▶ **Assigned task 1**:
Answer these questions from the text on UX and Product:
(a) What kind of conversation does the text say UX is having?
(b) What does the writer say they can't imagine saying to a room of executives?
(c) What role does the text say design settled firmly into?
▶ **Assigned task 2**:
Write the next part of the text on UX and Product, starting after its last sentence.

==== Source text ====

Needless to say, this is a big problem for UX! And we have a great opportunity to fix it! One of my most fringe and radical beliefs is that designers are not the only people who want to do good work and if UX were to stand shoulder-to-shoulder with Product, we could dismantle the race to the bottom at its foundation by achieving efficiency through doing good design instead of no design, and push back against the executives creating these incentive structures

Unfortunately, UX is having a different conversation. A counterproductive conversation.  

I can't imagine walking into a room of executives and saying, "This direction is better because of taste.”

The Timeline

The idea that “product owns the What and design owns the How” (or any other permutation of a clear-cut division between the roles) is a simplistic notion that’s been at the heart of the discipline’s downturn. Design grew comfortable with a chain of hand-offs rather than a real product trio and settled firmly into a requirement-taking role whose job was to make the PM’s idea good.

==== Data extracts ====

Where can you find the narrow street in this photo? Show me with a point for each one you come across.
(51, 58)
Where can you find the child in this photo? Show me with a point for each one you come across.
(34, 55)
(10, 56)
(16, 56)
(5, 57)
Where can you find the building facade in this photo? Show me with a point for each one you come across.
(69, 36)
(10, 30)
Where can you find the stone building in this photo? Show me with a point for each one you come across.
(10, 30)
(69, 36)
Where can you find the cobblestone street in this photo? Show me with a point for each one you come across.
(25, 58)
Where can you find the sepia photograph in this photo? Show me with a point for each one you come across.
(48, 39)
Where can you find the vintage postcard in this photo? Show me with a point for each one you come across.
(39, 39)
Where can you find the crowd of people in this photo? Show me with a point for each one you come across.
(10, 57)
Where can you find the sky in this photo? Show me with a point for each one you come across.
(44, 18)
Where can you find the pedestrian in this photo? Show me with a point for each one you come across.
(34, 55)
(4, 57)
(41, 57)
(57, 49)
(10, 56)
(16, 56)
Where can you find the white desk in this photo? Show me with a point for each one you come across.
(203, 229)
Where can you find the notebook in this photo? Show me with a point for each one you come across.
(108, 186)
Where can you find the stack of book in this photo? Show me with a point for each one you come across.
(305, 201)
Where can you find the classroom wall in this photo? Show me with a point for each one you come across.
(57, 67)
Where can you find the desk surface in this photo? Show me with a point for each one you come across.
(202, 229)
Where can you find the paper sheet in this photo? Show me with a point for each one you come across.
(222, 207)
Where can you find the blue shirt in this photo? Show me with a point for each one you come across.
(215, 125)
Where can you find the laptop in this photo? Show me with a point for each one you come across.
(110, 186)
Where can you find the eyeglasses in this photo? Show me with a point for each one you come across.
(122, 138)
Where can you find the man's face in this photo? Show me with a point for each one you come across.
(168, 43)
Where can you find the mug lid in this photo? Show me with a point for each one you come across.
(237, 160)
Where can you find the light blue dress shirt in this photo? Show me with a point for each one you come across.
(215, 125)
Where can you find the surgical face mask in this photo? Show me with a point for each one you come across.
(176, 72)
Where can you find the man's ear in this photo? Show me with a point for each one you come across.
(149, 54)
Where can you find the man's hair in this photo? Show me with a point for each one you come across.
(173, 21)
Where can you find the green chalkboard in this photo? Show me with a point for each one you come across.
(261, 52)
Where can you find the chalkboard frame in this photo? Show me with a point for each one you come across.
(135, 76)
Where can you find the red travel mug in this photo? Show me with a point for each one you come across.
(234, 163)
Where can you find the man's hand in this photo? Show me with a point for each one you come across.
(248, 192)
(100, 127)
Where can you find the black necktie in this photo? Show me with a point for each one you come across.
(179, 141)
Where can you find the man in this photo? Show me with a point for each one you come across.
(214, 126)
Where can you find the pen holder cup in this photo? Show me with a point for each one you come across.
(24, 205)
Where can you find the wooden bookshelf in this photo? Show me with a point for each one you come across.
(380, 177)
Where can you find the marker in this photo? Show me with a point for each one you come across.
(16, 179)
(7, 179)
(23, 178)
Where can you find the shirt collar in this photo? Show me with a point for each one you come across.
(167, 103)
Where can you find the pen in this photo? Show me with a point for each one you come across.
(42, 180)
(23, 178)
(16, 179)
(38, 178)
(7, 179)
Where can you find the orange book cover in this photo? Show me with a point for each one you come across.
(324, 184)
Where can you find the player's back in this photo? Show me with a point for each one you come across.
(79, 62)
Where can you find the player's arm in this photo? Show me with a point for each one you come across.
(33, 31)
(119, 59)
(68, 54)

====

▶ **Task response 1**:
(a) A different, counterproductive conversation.
(b) "This direction is better because of taste."
(c) A requirement-taking role whose job was to make the PM's idea good.

▶ **Task response 2**:
But because the What is being defined without a real goal in mind beyond “what we can roll out fastest” there is no longer a meaningful “good” to aim for beyond banal 101-level heuristics

“Make it simple” is only one level of abstraction down from “make it really good!” 

As a result, designers who want to distinguish themselves from the 101-level heuristics people but are no longer being fed the principles by which they can do so are turning to a nebulous construct: taste. 

In an environment of ambiguity, taste feels like a refuge. Finally, something that design alone can control. Now that we are no longer beholden to external forces for how we deliver value, things are certain to turn around! 

Hah.

Stakeholders are happy to pay lip service to “design taste” as long as it concerns decisions they don’t care about. But it has no place in how they define value. As soon as “taste” gets in the way of doing more features faster, it has all the convincing power of a gentle puff of hot air.

What’s the Venn diagram of designers who think only they can understand the user, and designers who complain stakeholders always disagree with them?

Guy Segal 

Yes, aesthetics are a unique thing that only design owns. Aesthetics are a powerful tool for communicating something about the product to their audience. Constraining that tool solely to express the designer’s taste is a colossal liability, because it limits what they can communicate and to whom. 

Instead of taste, what Design should be cultivating is a point of view.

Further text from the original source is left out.